▶ _Work request_
When you answer, give every record back exactly as written.

Data items
----

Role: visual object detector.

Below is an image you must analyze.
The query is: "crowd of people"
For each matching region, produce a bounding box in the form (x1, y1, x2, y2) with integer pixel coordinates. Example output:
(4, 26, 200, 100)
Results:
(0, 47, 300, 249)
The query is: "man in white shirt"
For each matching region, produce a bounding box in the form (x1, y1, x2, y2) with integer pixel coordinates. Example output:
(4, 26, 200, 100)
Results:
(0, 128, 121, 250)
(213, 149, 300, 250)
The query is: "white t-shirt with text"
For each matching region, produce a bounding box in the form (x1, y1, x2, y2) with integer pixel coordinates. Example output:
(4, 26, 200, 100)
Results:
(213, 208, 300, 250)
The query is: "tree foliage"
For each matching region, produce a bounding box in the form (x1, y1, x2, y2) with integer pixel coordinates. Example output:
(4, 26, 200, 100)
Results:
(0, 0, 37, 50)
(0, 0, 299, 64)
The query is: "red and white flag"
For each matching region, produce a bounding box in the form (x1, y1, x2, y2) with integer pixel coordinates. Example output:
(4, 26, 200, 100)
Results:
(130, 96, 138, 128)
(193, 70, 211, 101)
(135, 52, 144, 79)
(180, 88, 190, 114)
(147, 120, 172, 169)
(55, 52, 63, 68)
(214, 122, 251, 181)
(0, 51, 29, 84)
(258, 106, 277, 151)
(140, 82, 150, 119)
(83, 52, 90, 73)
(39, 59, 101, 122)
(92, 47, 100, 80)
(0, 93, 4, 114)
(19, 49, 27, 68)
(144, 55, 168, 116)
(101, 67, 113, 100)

----

▶ _Your solution_
Role: visual object detector.

Below is an image you must analyze.
The query is: "crowd of people"
For each matching region, produce a bounding box in the form (x1, y1, x2, y2) with integer pixel coordinates. Example output:
(4, 26, 200, 100)
Results:
(0, 47, 300, 249)
The query is: "man in white shirt"
For each matching region, produce a bounding box in the form (x1, y1, x2, y2) with integer pixel coordinates. Example output:
(4, 26, 200, 100)
Results:
(0, 128, 121, 250)
(213, 149, 300, 250)
The query is: "white t-shirt with text"
For each matching region, produce a bounding box in the form (x1, y1, x2, y2) with integer pixel coordinates. Example output:
(4, 26, 200, 100)
Results:
(213, 208, 300, 250)
The query is: "tree foliage"
For each matching region, produce a bounding box in the form (x1, y1, x2, y2) with integer pixel coordinates. Example output:
(4, 26, 200, 100)
Results:
(0, 0, 37, 50)
(0, 0, 299, 64)
The query is: "red and white flag"
For each matching region, produce a bounding box in the form (x1, y1, x2, y2) with integer pixel coordinates. Example output:
(4, 26, 200, 100)
Results:
(130, 96, 138, 128)
(193, 70, 211, 101)
(135, 52, 144, 79)
(180, 88, 190, 114)
(147, 120, 172, 169)
(55, 52, 63, 68)
(214, 122, 251, 181)
(0, 51, 29, 84)
(258, 106, 277, 151)
(140, 82, 150, 119)
(83, 52, 90, 73)
(39, 59, 101, 122)
(92, 47, 100, 80)
(0, 93, 4, 114)
(19, 49, 27, 68)
(144, 55, 168, 116)
(101, 67, 113, 100)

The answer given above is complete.